(Detection annotation records)
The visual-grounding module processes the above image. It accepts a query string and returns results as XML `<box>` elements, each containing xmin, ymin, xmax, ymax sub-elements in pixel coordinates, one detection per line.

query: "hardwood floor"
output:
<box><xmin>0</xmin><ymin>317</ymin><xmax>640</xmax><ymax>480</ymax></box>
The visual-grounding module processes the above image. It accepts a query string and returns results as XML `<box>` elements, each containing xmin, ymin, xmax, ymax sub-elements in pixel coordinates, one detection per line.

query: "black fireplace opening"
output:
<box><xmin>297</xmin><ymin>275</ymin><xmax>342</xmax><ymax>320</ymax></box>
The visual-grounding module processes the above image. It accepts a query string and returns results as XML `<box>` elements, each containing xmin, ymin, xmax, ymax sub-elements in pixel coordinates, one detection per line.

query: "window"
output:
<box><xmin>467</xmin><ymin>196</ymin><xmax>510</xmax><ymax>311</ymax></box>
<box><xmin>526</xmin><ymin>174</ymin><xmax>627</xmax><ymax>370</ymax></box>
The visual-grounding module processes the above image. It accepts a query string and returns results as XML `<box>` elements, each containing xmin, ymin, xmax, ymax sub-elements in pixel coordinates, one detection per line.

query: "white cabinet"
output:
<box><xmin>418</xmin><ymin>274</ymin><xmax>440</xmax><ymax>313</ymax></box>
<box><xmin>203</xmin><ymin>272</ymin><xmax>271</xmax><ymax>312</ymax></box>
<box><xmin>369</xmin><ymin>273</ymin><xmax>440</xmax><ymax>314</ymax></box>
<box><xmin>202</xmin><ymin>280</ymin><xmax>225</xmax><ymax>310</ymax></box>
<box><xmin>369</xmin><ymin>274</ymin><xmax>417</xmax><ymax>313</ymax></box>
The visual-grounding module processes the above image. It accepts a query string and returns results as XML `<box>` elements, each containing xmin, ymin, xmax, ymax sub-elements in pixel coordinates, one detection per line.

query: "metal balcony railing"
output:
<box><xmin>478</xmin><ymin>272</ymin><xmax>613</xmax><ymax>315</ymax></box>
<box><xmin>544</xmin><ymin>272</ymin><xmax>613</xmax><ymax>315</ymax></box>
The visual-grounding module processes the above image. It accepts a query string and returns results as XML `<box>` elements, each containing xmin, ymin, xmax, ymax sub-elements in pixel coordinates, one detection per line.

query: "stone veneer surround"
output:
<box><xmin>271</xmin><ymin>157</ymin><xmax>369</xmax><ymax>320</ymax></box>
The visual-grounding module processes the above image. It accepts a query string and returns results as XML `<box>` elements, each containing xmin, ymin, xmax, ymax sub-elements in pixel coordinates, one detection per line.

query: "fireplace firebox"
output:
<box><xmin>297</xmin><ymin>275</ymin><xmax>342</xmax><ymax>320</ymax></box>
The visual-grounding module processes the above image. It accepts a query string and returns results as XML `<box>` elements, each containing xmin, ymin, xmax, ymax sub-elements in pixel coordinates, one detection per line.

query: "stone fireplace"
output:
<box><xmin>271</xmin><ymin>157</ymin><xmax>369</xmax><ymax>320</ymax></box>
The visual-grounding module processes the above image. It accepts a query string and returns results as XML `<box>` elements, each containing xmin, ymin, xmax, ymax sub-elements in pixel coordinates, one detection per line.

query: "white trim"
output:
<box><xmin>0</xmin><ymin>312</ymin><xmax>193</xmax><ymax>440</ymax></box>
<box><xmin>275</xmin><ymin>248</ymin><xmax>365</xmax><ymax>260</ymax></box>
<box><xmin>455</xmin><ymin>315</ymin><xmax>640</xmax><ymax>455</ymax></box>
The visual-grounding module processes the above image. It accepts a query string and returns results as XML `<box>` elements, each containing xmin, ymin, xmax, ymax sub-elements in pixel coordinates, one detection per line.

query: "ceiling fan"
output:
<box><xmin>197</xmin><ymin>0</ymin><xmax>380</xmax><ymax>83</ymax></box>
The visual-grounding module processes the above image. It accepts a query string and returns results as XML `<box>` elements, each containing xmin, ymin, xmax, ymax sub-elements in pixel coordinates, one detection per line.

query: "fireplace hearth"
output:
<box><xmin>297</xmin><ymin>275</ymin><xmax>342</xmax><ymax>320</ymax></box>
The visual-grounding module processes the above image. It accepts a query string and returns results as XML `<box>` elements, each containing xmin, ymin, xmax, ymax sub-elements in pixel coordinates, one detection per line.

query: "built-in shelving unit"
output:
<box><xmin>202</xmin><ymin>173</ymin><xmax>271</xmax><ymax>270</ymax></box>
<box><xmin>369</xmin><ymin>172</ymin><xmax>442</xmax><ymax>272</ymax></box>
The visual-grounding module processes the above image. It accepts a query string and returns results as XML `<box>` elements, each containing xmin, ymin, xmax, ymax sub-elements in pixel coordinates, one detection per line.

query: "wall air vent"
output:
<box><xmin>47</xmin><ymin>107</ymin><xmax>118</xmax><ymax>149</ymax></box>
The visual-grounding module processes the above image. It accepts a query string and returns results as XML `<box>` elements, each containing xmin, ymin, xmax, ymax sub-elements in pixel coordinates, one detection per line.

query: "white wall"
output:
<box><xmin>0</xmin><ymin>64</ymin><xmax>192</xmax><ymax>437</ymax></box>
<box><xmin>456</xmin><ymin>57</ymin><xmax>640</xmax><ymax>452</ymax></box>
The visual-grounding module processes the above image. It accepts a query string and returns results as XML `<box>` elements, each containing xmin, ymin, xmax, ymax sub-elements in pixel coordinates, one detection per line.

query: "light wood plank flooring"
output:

▸ **Stated exercise**: Select every line in the rows above that contains the word "white", and copy each of those lines. Case counts.

▸ **Result of this exercise**:
query: "white cabinet"
query: "white trim"
query: "white wall"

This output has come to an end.